Scale the data from the line containing "Flashcard task. Put a dot on each instance of the distant" through the line containing "x=296 y=178", inclusive. Copy every line in that span, multiply each answer's x and y coordinates by 0.55, round to whole numbers with halves going up, and leave all other text unchanged, including the sample coordinates.

## start Data supplied

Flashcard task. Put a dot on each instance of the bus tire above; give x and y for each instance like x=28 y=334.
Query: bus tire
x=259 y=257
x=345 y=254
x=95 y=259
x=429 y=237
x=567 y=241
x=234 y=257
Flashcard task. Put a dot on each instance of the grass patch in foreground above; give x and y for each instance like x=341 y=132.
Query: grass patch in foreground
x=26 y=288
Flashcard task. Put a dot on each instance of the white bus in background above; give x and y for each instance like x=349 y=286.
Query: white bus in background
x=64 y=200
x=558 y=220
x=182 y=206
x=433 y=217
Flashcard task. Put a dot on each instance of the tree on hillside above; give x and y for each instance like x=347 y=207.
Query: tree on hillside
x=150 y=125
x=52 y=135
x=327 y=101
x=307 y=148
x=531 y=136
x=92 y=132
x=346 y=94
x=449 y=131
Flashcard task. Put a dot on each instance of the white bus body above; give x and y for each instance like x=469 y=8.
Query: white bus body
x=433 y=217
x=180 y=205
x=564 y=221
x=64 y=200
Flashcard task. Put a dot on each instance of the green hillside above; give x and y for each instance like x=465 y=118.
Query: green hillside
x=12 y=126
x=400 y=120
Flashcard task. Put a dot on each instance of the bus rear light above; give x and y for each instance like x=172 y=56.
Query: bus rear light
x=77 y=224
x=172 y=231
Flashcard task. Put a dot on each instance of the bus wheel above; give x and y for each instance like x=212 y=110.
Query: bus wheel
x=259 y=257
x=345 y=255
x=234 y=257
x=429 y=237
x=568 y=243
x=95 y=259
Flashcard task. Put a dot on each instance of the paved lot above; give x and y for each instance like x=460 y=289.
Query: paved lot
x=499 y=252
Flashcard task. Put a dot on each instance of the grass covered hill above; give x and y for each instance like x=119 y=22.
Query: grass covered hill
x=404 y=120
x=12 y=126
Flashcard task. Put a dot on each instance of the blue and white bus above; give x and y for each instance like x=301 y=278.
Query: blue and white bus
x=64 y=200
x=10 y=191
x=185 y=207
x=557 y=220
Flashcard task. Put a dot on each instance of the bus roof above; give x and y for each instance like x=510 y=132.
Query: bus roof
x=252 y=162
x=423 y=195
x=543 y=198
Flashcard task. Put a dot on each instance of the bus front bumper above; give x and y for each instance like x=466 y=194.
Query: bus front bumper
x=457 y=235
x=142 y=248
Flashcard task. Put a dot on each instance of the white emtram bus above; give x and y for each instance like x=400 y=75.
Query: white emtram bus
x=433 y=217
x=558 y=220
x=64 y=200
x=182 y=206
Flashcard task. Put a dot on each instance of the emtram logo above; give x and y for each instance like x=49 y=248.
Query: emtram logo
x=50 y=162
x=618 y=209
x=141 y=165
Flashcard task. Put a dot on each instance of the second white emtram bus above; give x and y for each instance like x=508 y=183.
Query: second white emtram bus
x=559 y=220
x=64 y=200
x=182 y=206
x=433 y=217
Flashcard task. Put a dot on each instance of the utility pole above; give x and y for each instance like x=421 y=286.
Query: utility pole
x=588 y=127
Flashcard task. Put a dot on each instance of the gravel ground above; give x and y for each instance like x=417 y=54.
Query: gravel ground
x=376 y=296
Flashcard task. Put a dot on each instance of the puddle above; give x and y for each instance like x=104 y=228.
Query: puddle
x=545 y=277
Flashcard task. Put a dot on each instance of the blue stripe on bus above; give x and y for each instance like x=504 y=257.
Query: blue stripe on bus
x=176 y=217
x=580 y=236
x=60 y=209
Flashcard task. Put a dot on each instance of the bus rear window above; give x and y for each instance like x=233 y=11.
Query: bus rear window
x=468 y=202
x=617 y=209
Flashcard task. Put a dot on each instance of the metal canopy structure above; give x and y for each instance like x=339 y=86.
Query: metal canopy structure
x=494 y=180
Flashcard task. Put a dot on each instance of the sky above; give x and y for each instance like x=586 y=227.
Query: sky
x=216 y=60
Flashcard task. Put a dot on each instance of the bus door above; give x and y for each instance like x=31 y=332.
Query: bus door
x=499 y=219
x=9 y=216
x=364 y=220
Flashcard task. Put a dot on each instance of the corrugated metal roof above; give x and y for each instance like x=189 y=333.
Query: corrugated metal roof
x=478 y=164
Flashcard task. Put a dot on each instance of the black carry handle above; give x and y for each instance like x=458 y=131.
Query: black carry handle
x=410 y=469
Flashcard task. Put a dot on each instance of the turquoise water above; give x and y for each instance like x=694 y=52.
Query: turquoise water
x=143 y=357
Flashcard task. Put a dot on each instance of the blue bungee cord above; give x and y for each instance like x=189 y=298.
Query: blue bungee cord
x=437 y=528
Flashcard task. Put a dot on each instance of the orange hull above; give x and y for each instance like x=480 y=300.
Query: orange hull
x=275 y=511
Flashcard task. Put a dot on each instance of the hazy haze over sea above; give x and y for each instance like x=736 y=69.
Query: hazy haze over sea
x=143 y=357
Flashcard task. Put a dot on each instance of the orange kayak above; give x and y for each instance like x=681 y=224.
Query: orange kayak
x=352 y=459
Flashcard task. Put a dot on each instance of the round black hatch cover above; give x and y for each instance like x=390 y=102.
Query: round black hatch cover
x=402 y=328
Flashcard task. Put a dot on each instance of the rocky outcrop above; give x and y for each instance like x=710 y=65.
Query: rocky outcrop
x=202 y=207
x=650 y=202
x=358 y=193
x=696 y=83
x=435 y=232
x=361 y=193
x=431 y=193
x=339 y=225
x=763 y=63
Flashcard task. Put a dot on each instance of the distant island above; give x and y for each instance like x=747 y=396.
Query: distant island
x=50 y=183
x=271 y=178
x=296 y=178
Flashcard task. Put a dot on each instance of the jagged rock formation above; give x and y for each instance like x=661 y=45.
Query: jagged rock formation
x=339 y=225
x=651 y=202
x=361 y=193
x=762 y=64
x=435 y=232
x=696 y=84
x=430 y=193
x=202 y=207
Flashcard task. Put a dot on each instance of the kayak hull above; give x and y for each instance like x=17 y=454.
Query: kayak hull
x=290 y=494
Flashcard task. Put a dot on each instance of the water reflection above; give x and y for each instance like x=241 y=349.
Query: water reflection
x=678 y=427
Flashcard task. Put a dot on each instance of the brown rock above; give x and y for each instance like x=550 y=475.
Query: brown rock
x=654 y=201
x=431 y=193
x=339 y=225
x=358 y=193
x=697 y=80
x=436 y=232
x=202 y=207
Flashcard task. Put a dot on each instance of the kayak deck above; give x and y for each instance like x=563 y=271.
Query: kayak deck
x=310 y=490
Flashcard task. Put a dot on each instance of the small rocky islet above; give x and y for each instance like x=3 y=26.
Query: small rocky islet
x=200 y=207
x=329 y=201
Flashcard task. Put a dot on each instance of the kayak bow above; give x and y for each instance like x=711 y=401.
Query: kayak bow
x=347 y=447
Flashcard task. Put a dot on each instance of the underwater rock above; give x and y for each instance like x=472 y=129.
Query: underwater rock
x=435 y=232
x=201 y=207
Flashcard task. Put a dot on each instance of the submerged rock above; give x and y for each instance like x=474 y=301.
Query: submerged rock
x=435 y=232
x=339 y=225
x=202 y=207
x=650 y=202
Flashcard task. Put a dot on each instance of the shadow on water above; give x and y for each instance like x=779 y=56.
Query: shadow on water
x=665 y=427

## end Data supplied

Output below
Flashcard task. Put a dot on each instance of the distant island above; give x and y for each instance like x=747 y=396.
Query: distant island
x=28 y=101
x=149 y=98
x=163 y=98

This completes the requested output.